◆ Source extract ◆
%%

# I'll tip you in the app



## Mikeoftulsa (Dec 10, 2018)

So today on my lunch break, I took a guy from a location around the corner of my office to his hotel about 5 miles away. Pretty good trip, good conversation, etc... Got to the hotel, and he said he'd tip in the app. And he did.


----------



## TPAMB (Feb 13, 2019)

It does happen, though more not then often.


----------



## FLKeys (Dec 27, 2018)

I'm right around 50% on people tipping me in the app that say they will tip me in the app. I actually track it because I wanted to know. I would have guessed less than 20%. I was wrong.


----------



## Mikeoftulsa (Dec 10, 2018)

I honestly don't pay attention to who does and doesn't tip. The ones that do, typically make up for those that don't.


----------



## June132017 (Jun 13, 2017)

Broken Arrow is funny because I was watching a show on nuclear weapons. They said when a plane crashes and they lose the nuke it's called a broken arrow.


----------



## Mikeoftulsa (Dec 10, 2018)

June132017 said:


> Broken Arrow is funny because I was watching a show on nuclear weapons. They said when a plane crashes and they lose the nuke it's called a broken arrow.


Its a pretty good movie too.


----------



## VanGuy (Feb 15, 2019)

I find it a little scary that it's common enough to have terminology. Damn, lost another one.


----------



## RightTurnOnRed (Jun 15, 2018)

Uber has been caught stealing tips, using up front pricing as a work around. So when a rider says I'll tip you in the app, it gets a bit sketchy.


----------

%%

◆ Exercise set ◆
A – In the tipping thread, copy the part that opens with the words containing "## FLKeys (Dec" and closes with "I was wrong.", substituting "estimated" for "guessed".
B – In the in-app tipping thread, what share of riders who say they will tip in the app actually do so, according to FLKeys?
The material that follows has no connection to the forum thread on in-app tipping.

◆ Information shown ◆
%%

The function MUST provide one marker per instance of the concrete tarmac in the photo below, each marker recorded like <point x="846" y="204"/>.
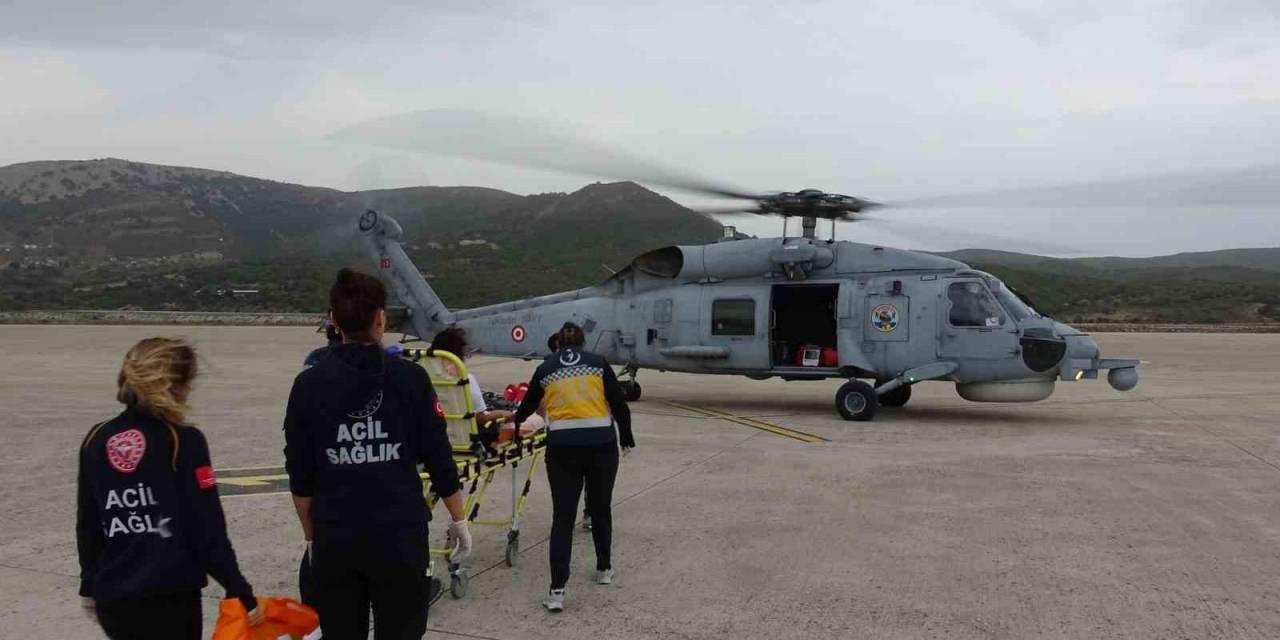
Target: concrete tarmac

%%

◆ Results of the exercise ◆
A –
## FLKeys (Dec 27, 2018)

I'm right around 50% on people tipping me in the app that say they will tip me in the app. I actually track it because I wanted to know. I would have estimated less than 20%. I was wrong.

B – Right around 50%.